Text section
+ + + +

CS21 Lab 9: Sorting

Due Saturday night, April 14

Make sure all programs are saved to your cs21/labs/09 directory. Files outside this directory will not be graded.

$ update21
$ cd ~/cs21/labs/09

Topics for this assignment

sorting algorithms
top-down design
reading from files
lists of lists

Overview

This is a two part assignment:

Sentiment Analysis - In sentiment.py, you will write a program that reads in movie reviews from Rotten Tomatoes and conducts sentiment analysis by sorting words based on how positive or negative they are.
Sort Visualization - In visualize_sort.py, you will write a sorting algorithm with the goal of visualizing how the algorithm sorts a list of numbers.

1. Sentiment Analysis

A popular area of research in natural language processing is sentiment analysis. Typically, the goal is to develop algorithms to read natural text and classify its sentiment (e.g., negative vs. positive; 5-star vs 3-star product). For this lab, you will analyze data extracted from Rotten Tomatoes, a website that aggregates movie reviews from film critics. Your goal is to read a file containing movie reviews (made available by Stanford University’s NLP group and Kaggle) and use sorting to determine which words are most associated with positive reviews and which words are most associated with negative reviews.

Movie Review Data

The file of reviews is located in /usr/local/doc/movieReviews.txt:

$ head /usr/local/doc/movieReviews.txt
1 A series of escapades demonstrating the adage that what is good for the goose
 is also good for the gander , some of which occasionally amuses but none of
 which amounts to much of a story .
4 This quiet , introspective and entertaining independent is worth seeking .
1 Even fans of Ismail Merchant 's work , I suspect , would have a hard time
 sitting through this one .
3 A positively thrilling combination of ethnography and all the intrigue ,
 betrayal , deceit and murder of a Shakespearean tragedy or a juicy soap opera .
1 Aggressive self-glorification and a manipulative whitewash .
4 A comedy-drama of nearly epic proportions rooted in a sincere performance by
 the title character undergoing midlife crisis .
1 Narratively , Trouble Every Day is a plodding mess .
3 The Importance of Being Earnest , so thick with wit it plays like a reading
 from Bartlett 's Familiar Quotations
1 But it does not leave you with much .
1 You could hate it for the same reason .

+ + + +

Provided information
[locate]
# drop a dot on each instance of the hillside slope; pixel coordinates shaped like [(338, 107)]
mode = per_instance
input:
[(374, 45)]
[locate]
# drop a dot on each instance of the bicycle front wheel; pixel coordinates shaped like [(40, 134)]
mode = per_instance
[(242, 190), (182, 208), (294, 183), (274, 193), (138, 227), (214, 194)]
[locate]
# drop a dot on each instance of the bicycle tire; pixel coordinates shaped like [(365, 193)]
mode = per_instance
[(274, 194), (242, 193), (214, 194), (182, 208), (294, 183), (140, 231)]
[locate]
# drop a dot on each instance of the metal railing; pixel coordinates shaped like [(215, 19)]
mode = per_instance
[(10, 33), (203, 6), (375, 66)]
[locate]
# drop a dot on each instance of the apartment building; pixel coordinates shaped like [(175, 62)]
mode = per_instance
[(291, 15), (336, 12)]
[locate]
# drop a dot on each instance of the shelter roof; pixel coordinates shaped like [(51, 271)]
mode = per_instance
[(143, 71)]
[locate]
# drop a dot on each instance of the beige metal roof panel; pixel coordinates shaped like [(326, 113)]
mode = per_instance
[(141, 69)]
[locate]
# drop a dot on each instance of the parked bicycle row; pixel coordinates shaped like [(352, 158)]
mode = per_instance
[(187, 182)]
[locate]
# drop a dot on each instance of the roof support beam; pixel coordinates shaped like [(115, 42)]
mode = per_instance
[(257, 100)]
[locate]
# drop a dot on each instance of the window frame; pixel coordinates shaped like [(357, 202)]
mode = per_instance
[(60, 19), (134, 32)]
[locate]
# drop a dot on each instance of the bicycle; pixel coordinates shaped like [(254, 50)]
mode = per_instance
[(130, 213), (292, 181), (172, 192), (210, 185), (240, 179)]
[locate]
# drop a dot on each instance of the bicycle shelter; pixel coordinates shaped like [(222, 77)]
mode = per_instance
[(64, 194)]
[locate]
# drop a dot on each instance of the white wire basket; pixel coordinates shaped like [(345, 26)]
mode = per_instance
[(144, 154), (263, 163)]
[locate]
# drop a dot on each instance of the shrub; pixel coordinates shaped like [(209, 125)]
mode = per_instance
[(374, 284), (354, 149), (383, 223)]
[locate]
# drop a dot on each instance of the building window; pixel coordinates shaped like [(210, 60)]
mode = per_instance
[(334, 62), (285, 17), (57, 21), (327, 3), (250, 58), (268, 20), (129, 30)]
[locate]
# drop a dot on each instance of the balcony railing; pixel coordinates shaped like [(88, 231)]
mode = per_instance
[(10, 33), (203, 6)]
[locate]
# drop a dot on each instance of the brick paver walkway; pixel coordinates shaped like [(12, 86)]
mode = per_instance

+ + + +

What to do
1) According to the sorting lab text, which two sources made the movie review file available?
2) Pick up the sorting lab text after its last line and keep writing it in the same style.
The material has nothing to do with the text.

Outputs in order
1) Stanford University's NLP group and Kaggle.

2)
Each line is one review; the first element is an integer star rating from 0 through 4 with 0 being very negative and 4 being a very positive review. Each element after that is a word in the review.

Program Requirements

Your program must follow all top-down design requirements and best practices including commenting, style, and bottom-up implementation.
When designing your functions, pay attention to the work you will have to do to process the file; there are more steps here than in the labs we have seen so far (see Processing Input below).
Each word should be given a sentiment score (see Sentiment Score below). You should store words and sentiment scores as either a list of lists:

[ [word1, score1], [word2, score2], ... ]

or parallel lists

[word1, word2, ...]
[score1, score2, ...]

Your program should sort words by their sentiment score using either selection sort, insertion sort, bubble sort. You must implement your own version of the sorting algorithm.
Your program should conclude by printing the 20 sentiment words (from highest to lowest) and bottom 20 sentiment words (from lowest to highest).

Processing Words

Your program must read the file and process the data in order to obtain the list of lists described above (word/rating pairs). The next two sections provide some details that will help you design your solution correctly. As you process each word in each line, keep track of the following:

Make your program case insensitive - it should not matter if the word is capitalized or not. We recommend converting all words to lower case using the lower() method for str objects.

>>> word = 'Film'
>>> newWord = word.lower()
>>> newWord
'film'

Discard all very common words (e.g., the, and, or, a) known as stop words. To help out, we have created a list of all words to ignore. You will need to import the words library (as you did in Lab 5) and use the getStopWords() function to get this list. In the example below, your program should ignore 'and' since it is a stop word and keep 'film':

>>> from words import getStopWords
>>> ignoreWords = getStopWords()
>>> 'and' in ignoreWords
True
>>> 'film' in ignoreWords
False

Also ignore words that contain non-alphabetic characters (e.g., apostrophes, periods, dashes). This may throw out some important words, but will get rid of punctuation marks and special characters in the data set that have no meaning for this task. The str class has an isalpha() method that returns True only if the string contains only alphabetic characters.

>>> word = '.'
>>> word.isalpha()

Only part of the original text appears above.